- **Passage to read**:
A Further Study of Air Pollution in Diesel Bus Garages

ABSTRACT

The concentrations of smoke, polycyclic aromatic hydrocarbons (PAHs), and some gaseous air pollutants have been measured in two London Transport diesel bus garages and compared with observations made in the same garages over 20 years earlier. The main feature of the results was a large reduction in the background concentrations of smoke and polycyclic aromatic hydrocarbons from sources such as coal fires, attributable to the implementation of the Clean Air Act. Contributions from the buses to the benzo(a) pyrene content of the air inside the garages were of the same magnitude as before, being small in relation to former coal smoke contributions.

METHODS

The intention was to repeat the procedures followed in earlier studies as closely as possible, and thus the same basic sampling instruments and analytical methods were used, even though there had been substantial developments in instrumentation and techniques since then. Similarly, the aim was to examine the distribution of pollutants for one representative day in each garage rather than to determine long term mean values. The days chosen were normal weekdays, and to ensure a minimal background from heating sources, mid-summer was selected. As before, emissions of pollution within the garages occurred mainly in the late evening and the early morning, when most buses entered and left the garages, and sampling periods were arranged to cover these. As more buses now moved in and out of the garages during the day additional sampling periods were added at the beginning and end so as to cover the full 24 hour cycle of events (table 1).

- **Set problem**:
List every air pollutant that the bus garage study names specifically, leaving out the unnamed "gaseous air pollutants." The records that follow were drawn from a separate source.

[Collection entries]
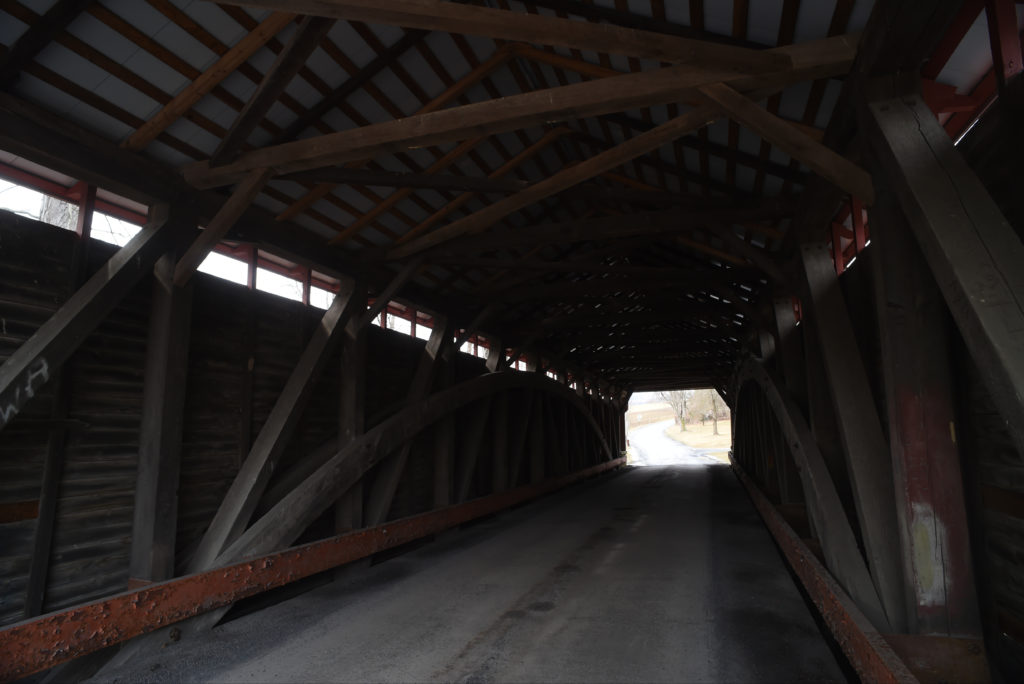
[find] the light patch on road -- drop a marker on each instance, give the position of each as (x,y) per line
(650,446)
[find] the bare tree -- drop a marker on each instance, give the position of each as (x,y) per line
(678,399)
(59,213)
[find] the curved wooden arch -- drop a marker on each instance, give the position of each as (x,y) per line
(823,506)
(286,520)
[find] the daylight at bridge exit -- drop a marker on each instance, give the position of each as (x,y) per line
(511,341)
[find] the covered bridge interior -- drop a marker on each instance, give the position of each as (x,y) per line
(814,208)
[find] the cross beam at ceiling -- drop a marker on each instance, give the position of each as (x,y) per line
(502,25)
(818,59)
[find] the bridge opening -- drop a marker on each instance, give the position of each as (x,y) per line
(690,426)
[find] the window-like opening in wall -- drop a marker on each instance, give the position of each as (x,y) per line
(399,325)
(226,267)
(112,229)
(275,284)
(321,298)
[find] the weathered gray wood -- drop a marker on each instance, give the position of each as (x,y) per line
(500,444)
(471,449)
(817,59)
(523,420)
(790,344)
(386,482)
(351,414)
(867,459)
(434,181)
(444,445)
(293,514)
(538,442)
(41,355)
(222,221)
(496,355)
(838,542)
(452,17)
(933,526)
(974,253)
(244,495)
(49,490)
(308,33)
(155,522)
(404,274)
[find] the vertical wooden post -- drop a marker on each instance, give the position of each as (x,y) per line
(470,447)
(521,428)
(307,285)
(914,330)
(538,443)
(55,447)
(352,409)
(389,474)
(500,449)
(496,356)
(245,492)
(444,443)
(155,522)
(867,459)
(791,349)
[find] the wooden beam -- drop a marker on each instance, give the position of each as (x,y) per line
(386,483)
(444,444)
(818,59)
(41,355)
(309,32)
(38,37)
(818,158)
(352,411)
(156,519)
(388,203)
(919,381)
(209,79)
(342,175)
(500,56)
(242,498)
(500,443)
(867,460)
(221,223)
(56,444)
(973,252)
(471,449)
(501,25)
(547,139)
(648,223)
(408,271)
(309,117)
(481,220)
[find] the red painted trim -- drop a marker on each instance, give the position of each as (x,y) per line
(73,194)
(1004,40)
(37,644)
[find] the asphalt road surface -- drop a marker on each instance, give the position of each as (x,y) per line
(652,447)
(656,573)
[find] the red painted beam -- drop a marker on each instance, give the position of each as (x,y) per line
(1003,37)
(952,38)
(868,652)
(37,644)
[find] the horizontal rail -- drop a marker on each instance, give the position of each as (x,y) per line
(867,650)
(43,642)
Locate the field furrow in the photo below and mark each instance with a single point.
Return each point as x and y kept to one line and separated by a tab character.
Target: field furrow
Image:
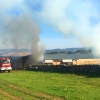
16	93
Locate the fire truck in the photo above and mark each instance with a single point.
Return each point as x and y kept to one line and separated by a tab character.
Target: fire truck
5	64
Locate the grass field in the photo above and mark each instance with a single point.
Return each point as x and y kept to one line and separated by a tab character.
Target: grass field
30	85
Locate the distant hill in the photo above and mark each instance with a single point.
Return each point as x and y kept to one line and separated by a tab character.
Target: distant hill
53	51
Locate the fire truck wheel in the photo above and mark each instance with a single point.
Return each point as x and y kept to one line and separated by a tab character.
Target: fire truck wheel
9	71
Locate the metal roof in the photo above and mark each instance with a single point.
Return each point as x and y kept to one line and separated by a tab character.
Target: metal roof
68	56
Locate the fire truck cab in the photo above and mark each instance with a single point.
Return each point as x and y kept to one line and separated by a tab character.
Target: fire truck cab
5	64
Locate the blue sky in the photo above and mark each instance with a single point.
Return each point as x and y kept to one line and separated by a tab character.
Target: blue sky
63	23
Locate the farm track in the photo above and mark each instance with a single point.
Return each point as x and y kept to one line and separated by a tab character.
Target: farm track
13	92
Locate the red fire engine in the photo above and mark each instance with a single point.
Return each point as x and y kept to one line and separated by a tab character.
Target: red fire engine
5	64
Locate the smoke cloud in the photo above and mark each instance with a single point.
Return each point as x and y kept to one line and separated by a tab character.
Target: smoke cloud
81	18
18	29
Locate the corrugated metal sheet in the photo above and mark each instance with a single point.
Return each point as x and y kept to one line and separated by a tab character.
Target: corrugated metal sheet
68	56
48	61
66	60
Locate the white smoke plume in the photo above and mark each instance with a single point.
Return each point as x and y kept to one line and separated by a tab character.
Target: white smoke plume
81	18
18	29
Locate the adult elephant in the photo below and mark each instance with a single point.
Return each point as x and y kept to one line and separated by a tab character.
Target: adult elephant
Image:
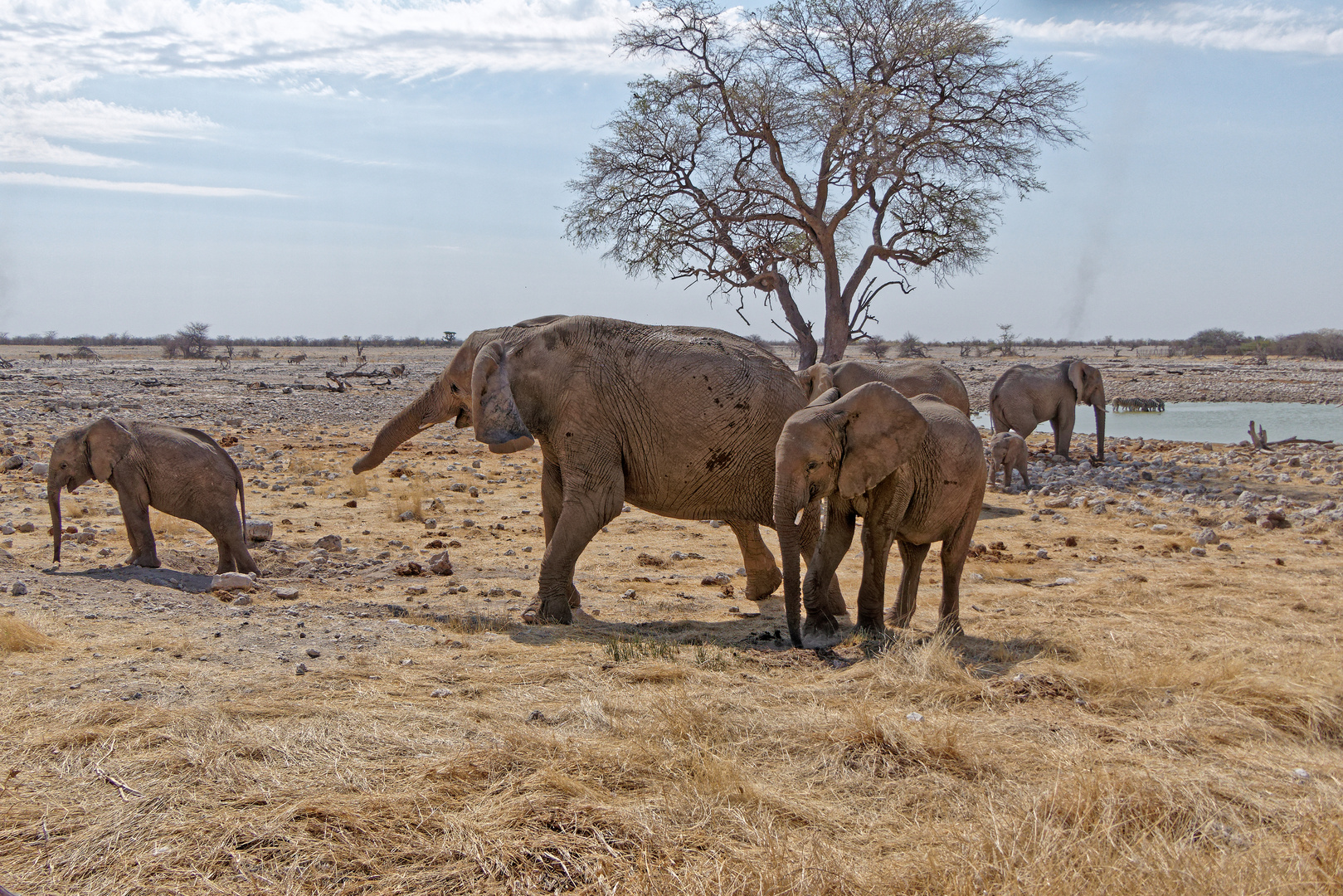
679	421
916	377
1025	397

- **Correct output**:
- Smoke
- Polycyclic aromatic hydrocarbons (PAHs)
- Benzo(a) pyrene